> **Goal of the exercise**: Word for word, write out all the entries below, omitting every picture.

> **Dataset entries**:
• • • • • • •

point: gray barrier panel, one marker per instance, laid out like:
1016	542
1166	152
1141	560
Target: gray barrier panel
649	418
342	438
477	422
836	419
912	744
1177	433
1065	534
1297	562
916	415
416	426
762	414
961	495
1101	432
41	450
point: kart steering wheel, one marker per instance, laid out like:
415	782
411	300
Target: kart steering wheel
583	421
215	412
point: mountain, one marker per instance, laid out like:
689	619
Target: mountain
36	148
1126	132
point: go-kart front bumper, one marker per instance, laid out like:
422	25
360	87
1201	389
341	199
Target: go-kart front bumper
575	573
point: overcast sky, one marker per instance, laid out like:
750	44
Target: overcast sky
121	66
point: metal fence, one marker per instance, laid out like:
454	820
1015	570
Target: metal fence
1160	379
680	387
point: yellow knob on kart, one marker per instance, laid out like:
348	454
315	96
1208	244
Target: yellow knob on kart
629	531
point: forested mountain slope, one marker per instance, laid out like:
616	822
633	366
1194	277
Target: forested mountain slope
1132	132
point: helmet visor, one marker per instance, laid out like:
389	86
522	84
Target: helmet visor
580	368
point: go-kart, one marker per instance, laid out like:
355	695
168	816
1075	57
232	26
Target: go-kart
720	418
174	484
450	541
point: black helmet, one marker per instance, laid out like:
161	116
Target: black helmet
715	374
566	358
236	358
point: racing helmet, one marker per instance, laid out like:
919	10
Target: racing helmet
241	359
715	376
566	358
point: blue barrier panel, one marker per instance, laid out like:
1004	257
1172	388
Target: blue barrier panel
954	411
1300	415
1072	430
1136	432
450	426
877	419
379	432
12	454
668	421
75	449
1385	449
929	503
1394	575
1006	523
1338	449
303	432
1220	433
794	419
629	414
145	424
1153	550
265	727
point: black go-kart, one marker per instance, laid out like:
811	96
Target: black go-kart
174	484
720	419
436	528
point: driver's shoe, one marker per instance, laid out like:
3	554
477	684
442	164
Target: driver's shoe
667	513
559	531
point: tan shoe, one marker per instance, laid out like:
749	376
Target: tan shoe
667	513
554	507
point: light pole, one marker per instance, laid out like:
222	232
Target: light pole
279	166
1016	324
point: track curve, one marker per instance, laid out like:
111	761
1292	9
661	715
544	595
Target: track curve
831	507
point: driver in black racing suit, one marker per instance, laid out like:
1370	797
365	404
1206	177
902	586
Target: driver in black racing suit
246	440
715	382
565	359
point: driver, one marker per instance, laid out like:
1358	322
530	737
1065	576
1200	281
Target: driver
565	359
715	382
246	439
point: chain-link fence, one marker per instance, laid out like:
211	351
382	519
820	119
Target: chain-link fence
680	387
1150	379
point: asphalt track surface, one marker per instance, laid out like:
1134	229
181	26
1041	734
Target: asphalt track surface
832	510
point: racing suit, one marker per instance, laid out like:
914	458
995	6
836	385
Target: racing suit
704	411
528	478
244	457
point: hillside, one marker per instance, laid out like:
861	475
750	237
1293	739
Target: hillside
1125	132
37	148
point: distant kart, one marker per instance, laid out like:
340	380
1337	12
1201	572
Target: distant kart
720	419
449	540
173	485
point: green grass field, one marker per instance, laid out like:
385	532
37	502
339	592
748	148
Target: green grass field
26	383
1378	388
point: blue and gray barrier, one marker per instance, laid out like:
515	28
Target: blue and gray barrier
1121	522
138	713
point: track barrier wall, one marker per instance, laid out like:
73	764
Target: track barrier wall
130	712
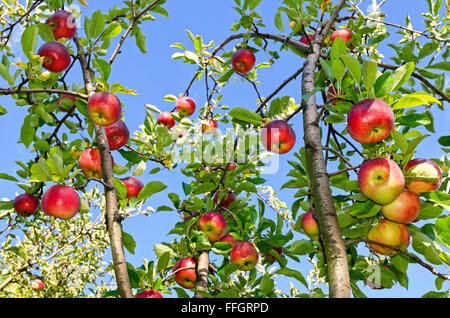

• • • • • • •

> **Task result**:
point: gray barrier panel, one marker per instance, laid out like:
1016	542
1166	152
1141	560
Target: gray barrier panel
649	418
342	438
477	422
836	419
912	744
1177	433
1065	534
1297	562
916	415
416	426
762	414
961	495
1101	432
41	450
point: kart steering wheel, one marker per instance, laid out like:
415	782
411	300
Target: kart steering wheel
583	421
215	412
point: mountain, one marker per instance, laid out like:
689	619
Target: mountain
36	148
1126	132
point: go-kart front bumper, one marker per instance, laid out like:
422	25
360	87
1201	389
341	199
Target: go-kart front bumper
575	573
point: overcast sky, one marker per instance, laid out like:
750	44
Target: overcast sky
121	66
point: metal fence, one marker per instance, laid out like:
454	820
1015	570
Target: metal fence
1160	379
680	387
point: yellow knob on kart, one marker per instance, laid out like:
348	454
315	96
1208	244
Target: yellow knob on kart
629	531
point: forested mountain slope, one marker per instance, laid out like:
616	822
633	366
1194	277
Target: forested mountain slope
1132	132
point: helmet visor, one marker per instance, laid out like:
389	86
522	84
Target: helmet visor
580	368
point: go-kart, one marker per instance, laid out like:
355	695
168	816
1075	57
232	26
Target: go-kart
720	418
174	484
450	541
point: black helmet, one marker per instance, laid out like:
161	116
Target: black helmet
715	374
566	358
236	358
point: racing helmet, one marker per instance, laid out like:
919	10
Target: racing helmet
241	359
715	376
566	358
point: blue barrier panel, one marker per instance, laid out like:
1004	257
1172	388
Target: blue barrier panel
954	411
1300	415
1072	430
1136	432
450	426
877	419
379	432
12	454
668	421
75	449
1385	449
929	503
1394	575
1006	523
1338	449
303	432
1220	433
794	419
629	414
145	424
1153	550
265	727
point: black go-kart, one marker per instance, laid out like:
811	96
Target: black go-kart
174	484
720	419
436	528
point: driver's shoe, one marker per instance, laid out like:
3	554
477	684
442	164
Target: driver's shoe
667	513
559	531
point: tan shoe, one marker per instance, laid out like:
749	376
Target: tan shoe
667	513
554	507
point: light pole, one marker per instance, laid out like:
222	232
Target: light pole
279	166
1016	324
point: track curve, one marker per instance, laid out like:
111	761
1292	9
661	715
544	595
Target: track curve
831	507
point: driver in black racing suit, one marker per instance, laid out like:
1370	797
365	404
1206	177
902	586
Target: driver in black racing suit
246	440
715	382
565	359
point: driver, one marker per instance, laid out like:
1358	322
530	737
1065	576
1200	281
Target: driver
565	359
715	382
246	439
point: chain-link fence, one marker per instance, laid out like:
211	351
382	519
820	119
Target: chain-link fence
680	387
1150	379
point: asphalt track surface, one marker per instance, laid out like:
1134	229
181	26
1041	734
Target: asphalt track surface
832	510
point: racing suit, one marker per instance, laid out like:
914	458
995	6
836	385
Target: racing suit
704	411
528	478
244	457
point: hillside, one marker per instance, laid out like:
861	475
750	237
1293	739
Target: hillside
1125	132
37	148
point: distant kart, one marker per instance, laid out like:
340	380
1337	12
1201	572
Target: distant kart
720	419
449	540
173	485
point: green grass field, one marker per instance, laid out like:
385	532
37	502
339	592
748	148
Target: green grass field
26	383
1378	388
point: blue and gray barrier, one marker per instance, laid out like:
515	28
Target: blue and gray barrier
1121	522
138	713
point: track barrier wall, one marker per instance, laid out like:
73	764
Target: track barrier wall
130	712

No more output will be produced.